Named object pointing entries
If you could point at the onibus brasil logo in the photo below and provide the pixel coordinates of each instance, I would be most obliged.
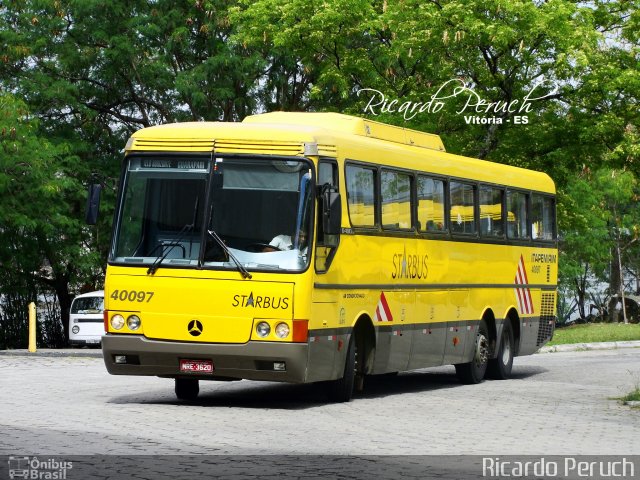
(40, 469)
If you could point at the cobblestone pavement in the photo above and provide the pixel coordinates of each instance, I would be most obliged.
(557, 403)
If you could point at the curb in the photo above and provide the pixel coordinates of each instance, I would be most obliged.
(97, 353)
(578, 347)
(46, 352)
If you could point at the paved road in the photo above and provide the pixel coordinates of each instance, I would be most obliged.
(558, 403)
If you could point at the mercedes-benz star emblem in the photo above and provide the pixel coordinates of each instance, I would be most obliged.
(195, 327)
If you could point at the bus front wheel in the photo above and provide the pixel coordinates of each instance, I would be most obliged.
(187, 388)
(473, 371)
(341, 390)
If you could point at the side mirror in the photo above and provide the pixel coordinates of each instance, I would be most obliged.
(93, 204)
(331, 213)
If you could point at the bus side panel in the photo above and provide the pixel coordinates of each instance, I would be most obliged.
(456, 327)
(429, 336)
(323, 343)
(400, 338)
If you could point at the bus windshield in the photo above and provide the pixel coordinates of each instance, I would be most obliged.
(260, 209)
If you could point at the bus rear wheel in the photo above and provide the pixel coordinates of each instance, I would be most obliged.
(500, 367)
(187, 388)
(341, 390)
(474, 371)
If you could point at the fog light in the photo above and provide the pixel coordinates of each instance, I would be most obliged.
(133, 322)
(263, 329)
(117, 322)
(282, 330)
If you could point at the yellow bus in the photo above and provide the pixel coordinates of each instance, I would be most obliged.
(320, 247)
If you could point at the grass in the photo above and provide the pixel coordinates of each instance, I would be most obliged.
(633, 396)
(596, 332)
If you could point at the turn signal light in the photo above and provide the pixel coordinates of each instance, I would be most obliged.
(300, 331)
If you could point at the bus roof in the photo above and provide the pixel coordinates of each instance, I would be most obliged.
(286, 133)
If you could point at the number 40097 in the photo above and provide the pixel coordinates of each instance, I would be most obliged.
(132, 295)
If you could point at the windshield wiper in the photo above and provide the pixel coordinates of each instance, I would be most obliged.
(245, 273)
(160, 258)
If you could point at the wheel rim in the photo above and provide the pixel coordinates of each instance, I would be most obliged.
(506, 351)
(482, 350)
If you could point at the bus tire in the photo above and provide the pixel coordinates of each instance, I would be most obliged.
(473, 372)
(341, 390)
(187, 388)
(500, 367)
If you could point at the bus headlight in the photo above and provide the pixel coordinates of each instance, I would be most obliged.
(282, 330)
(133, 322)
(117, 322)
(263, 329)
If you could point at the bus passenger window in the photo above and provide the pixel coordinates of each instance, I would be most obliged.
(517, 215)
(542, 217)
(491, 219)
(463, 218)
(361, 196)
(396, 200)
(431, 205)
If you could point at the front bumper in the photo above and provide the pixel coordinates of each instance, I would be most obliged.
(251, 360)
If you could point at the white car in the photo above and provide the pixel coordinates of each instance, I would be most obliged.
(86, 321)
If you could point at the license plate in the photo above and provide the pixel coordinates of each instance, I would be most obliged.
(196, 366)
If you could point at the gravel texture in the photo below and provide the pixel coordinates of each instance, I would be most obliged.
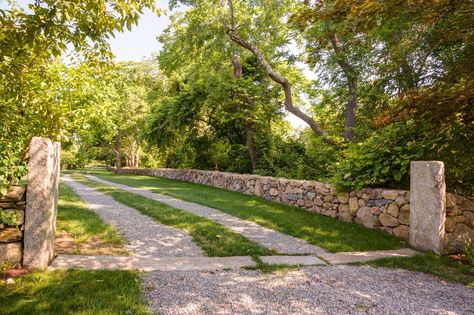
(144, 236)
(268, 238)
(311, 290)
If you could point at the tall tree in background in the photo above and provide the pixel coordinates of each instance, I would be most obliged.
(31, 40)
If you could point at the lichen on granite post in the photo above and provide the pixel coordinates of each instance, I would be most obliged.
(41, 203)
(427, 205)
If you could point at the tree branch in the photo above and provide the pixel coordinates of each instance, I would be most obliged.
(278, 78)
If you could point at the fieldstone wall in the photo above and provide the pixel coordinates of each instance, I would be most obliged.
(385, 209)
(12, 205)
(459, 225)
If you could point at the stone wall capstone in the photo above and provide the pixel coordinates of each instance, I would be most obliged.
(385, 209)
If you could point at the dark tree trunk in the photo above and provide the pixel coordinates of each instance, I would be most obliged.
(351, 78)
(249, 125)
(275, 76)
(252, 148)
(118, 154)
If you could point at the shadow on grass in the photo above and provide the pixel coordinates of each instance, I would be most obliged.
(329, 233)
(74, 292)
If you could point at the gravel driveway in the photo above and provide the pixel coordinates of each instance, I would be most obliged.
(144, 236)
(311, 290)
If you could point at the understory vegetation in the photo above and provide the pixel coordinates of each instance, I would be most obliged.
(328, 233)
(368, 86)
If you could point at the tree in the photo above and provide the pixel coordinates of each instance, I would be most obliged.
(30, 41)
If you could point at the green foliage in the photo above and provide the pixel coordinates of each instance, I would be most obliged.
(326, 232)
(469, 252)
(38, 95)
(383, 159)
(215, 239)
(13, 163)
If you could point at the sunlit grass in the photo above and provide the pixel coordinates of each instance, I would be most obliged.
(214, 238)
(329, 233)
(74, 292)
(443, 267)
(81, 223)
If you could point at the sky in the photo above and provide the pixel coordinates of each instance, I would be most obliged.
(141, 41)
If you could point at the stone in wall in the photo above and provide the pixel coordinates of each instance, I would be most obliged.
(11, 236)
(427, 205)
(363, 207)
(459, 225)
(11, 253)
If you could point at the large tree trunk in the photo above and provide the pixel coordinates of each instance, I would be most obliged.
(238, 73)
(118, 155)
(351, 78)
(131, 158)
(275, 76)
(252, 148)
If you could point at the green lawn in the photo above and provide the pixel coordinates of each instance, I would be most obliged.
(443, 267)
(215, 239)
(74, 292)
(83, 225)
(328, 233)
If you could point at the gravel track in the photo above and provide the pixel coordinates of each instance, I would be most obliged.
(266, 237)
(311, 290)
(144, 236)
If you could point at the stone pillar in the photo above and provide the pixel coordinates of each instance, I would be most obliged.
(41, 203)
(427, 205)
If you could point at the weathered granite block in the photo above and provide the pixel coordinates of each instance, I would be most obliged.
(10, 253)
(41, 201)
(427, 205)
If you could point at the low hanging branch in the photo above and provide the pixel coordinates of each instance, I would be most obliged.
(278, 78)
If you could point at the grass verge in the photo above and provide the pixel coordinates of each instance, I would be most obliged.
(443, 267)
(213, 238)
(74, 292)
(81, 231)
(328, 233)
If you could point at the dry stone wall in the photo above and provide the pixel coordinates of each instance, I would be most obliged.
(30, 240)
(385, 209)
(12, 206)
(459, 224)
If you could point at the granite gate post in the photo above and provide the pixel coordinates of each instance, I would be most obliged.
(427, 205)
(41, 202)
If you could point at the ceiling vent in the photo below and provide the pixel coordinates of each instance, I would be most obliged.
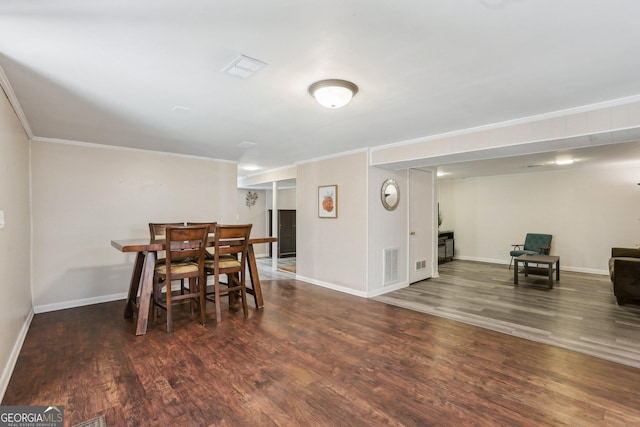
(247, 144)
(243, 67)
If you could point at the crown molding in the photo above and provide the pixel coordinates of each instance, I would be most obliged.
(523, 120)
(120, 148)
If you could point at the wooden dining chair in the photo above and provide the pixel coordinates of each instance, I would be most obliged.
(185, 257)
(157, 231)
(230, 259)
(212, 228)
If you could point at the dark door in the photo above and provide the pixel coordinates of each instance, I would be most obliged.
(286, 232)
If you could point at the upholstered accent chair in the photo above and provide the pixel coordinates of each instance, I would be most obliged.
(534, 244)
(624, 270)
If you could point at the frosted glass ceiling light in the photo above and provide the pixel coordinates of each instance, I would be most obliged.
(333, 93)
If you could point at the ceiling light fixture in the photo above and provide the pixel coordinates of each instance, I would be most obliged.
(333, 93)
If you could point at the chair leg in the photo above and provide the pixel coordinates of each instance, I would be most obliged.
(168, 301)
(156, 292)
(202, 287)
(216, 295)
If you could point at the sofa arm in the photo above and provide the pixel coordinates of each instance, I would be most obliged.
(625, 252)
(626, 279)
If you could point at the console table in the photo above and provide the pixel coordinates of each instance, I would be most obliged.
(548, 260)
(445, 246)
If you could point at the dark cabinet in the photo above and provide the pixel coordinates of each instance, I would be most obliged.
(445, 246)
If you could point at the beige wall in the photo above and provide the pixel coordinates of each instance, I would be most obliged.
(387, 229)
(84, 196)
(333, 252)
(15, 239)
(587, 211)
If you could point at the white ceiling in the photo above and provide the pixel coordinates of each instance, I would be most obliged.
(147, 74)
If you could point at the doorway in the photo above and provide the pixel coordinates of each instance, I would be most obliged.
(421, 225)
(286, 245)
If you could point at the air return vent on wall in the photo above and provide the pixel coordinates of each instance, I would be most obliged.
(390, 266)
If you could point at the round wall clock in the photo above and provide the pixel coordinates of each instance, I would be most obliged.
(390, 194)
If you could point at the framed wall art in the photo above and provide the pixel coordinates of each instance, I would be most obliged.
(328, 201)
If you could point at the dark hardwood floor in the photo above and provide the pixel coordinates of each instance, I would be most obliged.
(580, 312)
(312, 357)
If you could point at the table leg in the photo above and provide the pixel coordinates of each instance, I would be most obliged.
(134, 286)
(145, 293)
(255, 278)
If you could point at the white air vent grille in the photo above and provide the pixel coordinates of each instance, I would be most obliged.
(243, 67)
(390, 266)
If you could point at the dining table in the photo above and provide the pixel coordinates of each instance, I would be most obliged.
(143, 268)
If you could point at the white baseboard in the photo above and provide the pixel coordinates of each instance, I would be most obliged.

--

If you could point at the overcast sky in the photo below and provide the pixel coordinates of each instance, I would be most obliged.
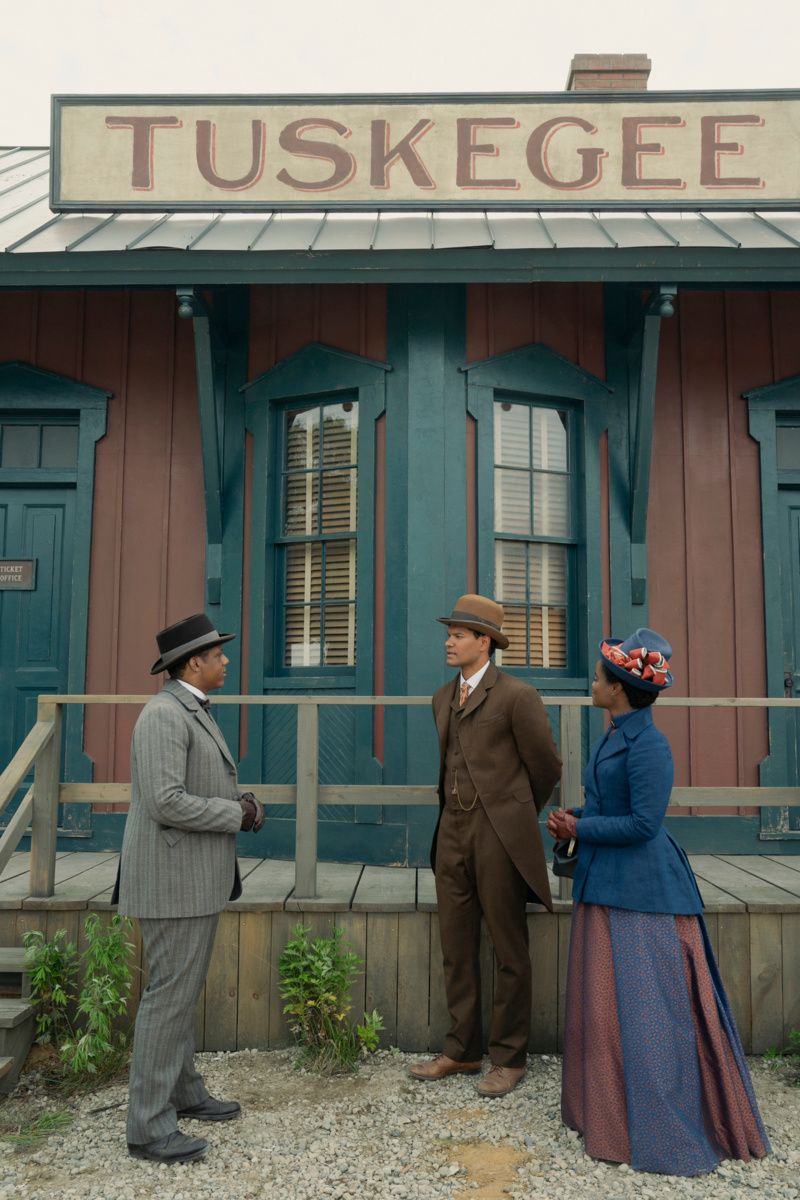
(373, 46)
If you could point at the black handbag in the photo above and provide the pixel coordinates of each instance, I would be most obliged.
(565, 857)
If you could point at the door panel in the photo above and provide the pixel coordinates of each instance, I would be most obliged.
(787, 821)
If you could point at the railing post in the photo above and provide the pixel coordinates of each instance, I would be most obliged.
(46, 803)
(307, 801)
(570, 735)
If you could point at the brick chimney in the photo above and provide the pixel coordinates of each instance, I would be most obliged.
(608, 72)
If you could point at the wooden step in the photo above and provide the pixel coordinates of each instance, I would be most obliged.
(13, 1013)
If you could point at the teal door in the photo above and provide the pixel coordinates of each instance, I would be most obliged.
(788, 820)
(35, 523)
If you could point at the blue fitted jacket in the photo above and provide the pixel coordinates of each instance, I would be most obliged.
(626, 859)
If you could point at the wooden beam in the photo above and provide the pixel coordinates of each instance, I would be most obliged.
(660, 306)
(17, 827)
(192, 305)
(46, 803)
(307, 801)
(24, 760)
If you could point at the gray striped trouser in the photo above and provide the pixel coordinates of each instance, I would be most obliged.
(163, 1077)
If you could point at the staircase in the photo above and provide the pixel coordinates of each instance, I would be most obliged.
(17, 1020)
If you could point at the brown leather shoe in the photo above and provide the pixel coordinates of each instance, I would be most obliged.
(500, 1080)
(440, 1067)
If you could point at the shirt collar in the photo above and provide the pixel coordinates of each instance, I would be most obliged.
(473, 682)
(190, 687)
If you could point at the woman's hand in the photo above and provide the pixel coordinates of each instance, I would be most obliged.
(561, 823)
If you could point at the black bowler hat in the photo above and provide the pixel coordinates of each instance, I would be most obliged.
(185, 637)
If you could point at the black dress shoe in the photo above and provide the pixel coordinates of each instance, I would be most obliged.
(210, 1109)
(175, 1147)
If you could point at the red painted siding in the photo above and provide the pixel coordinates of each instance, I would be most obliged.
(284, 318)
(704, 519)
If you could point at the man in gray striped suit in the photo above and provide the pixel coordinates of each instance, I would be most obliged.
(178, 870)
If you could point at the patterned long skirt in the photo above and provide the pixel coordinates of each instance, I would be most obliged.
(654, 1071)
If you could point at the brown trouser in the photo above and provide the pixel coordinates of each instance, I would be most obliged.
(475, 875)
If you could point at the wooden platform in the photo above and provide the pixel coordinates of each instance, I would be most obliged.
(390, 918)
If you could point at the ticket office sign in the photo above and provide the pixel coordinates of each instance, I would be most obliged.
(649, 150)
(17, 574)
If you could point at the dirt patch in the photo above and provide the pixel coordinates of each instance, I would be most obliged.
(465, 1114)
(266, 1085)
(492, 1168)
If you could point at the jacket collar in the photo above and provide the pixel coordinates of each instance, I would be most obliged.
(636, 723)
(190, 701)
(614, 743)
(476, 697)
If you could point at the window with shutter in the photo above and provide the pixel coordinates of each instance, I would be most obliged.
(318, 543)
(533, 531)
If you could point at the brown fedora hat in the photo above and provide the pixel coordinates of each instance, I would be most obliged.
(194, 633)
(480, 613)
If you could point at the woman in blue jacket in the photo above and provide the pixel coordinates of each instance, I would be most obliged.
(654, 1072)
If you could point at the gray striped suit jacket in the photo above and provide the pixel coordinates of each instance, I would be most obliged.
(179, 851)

Goal
Turn the rows starting with the line that contains "If you could point at the woman in" and going on through the line that contains "(654, 1072)" into a JSON list of strings, one string per line with both of those lines included and any blank lines left out.

Solution
[
  "If you could point at the woman in blue jacket in the photo above and provide the pixel coordinates of each instance, I would be most obliged.",
  "(654, 1072)"
]